Instructions to follow: Repeat each line, word for word, from the one containing "crane with a point." through the last line of the entries, and include no other output.

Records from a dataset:
= = = = =
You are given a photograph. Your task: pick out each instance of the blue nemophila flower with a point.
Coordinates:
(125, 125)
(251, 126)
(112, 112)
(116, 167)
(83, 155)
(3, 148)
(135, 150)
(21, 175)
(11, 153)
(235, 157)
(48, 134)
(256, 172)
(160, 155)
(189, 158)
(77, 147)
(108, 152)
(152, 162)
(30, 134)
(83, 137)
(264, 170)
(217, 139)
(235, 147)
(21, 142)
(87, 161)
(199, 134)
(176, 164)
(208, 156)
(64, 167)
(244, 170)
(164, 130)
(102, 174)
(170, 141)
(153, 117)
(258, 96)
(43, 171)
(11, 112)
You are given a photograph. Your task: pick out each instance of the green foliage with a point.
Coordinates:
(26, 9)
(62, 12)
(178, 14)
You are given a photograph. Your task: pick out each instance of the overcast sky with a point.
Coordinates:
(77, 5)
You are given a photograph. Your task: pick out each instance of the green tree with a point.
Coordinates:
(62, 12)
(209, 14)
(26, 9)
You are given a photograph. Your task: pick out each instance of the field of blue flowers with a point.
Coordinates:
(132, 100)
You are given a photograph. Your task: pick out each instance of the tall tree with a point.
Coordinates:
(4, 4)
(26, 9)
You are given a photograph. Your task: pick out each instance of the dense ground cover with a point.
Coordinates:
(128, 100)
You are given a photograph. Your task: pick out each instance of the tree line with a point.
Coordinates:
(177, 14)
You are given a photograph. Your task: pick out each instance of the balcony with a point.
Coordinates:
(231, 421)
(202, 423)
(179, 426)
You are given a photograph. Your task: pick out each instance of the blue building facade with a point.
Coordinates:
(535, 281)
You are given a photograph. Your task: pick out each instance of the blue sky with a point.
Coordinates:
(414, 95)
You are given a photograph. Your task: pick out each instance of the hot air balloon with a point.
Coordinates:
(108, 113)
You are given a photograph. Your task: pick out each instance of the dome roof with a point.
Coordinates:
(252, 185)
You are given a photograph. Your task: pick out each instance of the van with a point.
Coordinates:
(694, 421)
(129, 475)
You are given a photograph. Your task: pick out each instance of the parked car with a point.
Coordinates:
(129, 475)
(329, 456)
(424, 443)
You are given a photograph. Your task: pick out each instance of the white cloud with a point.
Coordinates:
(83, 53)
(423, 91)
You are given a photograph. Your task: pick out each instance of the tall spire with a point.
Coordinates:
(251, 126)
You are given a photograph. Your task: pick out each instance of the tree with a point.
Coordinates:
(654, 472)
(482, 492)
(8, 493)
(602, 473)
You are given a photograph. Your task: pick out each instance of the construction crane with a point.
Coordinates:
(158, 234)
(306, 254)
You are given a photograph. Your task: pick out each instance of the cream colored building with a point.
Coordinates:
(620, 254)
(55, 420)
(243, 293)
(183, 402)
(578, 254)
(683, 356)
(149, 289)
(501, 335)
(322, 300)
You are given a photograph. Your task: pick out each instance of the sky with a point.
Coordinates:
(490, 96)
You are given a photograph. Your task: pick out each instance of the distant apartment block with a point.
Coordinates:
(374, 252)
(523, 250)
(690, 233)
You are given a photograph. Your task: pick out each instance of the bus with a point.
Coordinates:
= = = = =
Response box:
You are given a photograph. Your task: pick out each instance of the construction crane with a point.
Coordinates:
(158, 234)
(306, 254)
You are given a photograph. Your task: pick out each instance of the cream colored building with a point.
Coordinates:
(620, 254)
(55, 420)
(243, 293)
(183, 402)
(578, 254)
(683, 356)
(149, 289)
(501, 335)
(322, 300)
You are given a photograph. Your task: pick out each instance of the sky with a point.
Coordinates:
(490, 96)
You are given a photograph. Your task: pick out each instance of the distant apartment block with a point.
Coordinates:
(374, 252)
(523, 250)
(690, 233)
You are given a photograph. Your task: pick out each instance of the bus with a point.
Coordinates:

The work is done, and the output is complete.